━━━━━ TEXTE

LIVRE SECOND
Le Mystère royal ou l'Art de soumettre les puissances
CHAPITRE XI : Les Arcanes de l'Anneau de Salomon
Cherchez dans le tombeau de Salomon, c'est-à-dire
dans les
cryptes de la philosophie
occulte, non pas son anneau, mais
sa science.
A l'aide de la science et d'une persévérante volonté,
vous arrivez à posséder le suprême
arcane de la sagesse qui est la domination
libre sur le mouvement équilibré. Vous pouvez alors vous procurer l'anneau
en le faisant fabriquer par un orfèvre, auquel vous n'aurez pas besoin
de recommander le secret. car ne sachant pas lui-même ce qu'il fait,
il ne pourra le révéler aux autres.
Voici la recette de l'Anneau :
Prenez et incorporez ensemble une petite quantité
d'or et le double d'
argent aux heures du
soleil et de la
lune, joignez-y
trois quantités, semblables à la première, de cuivre bien purifié, quatre
quantités d'
étain, cinq de fer, six de mercure et sept de plomb. Incorporez
le tout ensemble aux heures qui correspondent aux métaux et faites du
tout un anneau dont la partie circulaire soit aplatie et un peu large
pour y graver les caractères.
Mettez à cet anneau un chatin de forme carrée contenant
une pierre d'
aimant rouge enchâssée dans un double anneau d'or.
Gravez sur la pierre, dessus et
dessous, le double
sceau de Salomon.
Gravez sur l'anneau les signes
occultes des sept
planètes tels qu'ils sont représentés dans les archidoxes magiques de
Paracelse ou dans la philosophie
occulte d'Agrippa, magnétisez fortement
l'anneau en le consacrant tous les
jours pendant une semaine avec les
cérémonies marquées dans notre rituel, sans négliger ni la
couleur des
vêtements, ni les parfums spéciaux, ni la présence des
animaux sympathiques,
ni les conjurations spéciales que devra toujours précéder la conjuration
des quatre, marquée dans notre rituel.

━━━━━━━━━━
━━━━━ DONNÉES FOURNIES

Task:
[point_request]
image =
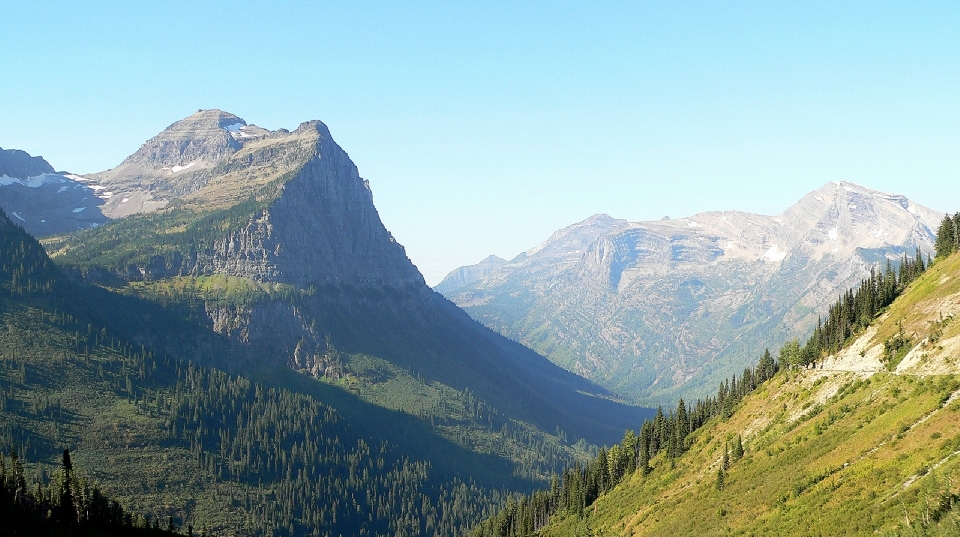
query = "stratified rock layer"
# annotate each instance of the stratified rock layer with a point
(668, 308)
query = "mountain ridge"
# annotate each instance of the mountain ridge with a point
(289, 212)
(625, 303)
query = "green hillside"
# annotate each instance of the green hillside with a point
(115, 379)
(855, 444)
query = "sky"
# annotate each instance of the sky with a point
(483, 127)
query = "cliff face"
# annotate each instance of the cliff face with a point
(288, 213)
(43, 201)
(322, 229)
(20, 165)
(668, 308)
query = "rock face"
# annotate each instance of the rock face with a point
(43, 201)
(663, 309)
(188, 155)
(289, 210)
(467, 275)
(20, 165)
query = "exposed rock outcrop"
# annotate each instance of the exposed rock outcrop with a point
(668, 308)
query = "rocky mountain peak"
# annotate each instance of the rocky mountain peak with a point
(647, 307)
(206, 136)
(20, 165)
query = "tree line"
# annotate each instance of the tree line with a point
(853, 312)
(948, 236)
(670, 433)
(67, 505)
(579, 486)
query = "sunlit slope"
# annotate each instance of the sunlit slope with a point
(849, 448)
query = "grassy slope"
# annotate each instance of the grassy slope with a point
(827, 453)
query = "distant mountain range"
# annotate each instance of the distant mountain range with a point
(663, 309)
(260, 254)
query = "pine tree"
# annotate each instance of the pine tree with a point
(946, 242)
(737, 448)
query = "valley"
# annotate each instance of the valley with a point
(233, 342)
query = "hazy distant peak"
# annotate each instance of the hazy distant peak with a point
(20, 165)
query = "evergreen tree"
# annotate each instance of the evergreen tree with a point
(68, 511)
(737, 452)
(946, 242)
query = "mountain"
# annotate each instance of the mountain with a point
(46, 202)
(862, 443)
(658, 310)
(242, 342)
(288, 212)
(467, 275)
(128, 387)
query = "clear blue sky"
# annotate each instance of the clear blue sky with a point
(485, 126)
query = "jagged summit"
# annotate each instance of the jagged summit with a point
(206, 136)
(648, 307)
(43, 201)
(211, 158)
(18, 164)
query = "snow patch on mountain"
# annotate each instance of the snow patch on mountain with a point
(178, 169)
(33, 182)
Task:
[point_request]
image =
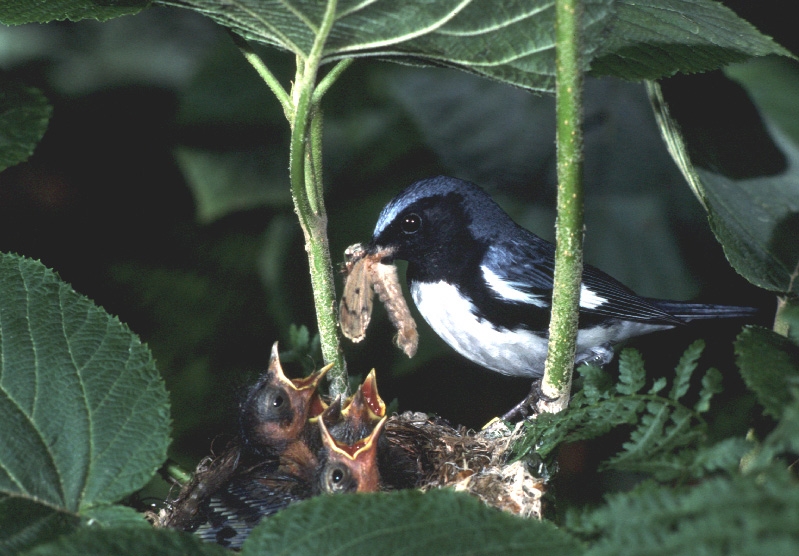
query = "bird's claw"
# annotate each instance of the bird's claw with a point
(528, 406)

━━━━━━━━━━

Selon le texte, quelle pierre faut-il placer sur l'anneau, s'il vous plaît ?

Une pierre d'aimant rouge, enchâssée dans un double anneau d'or.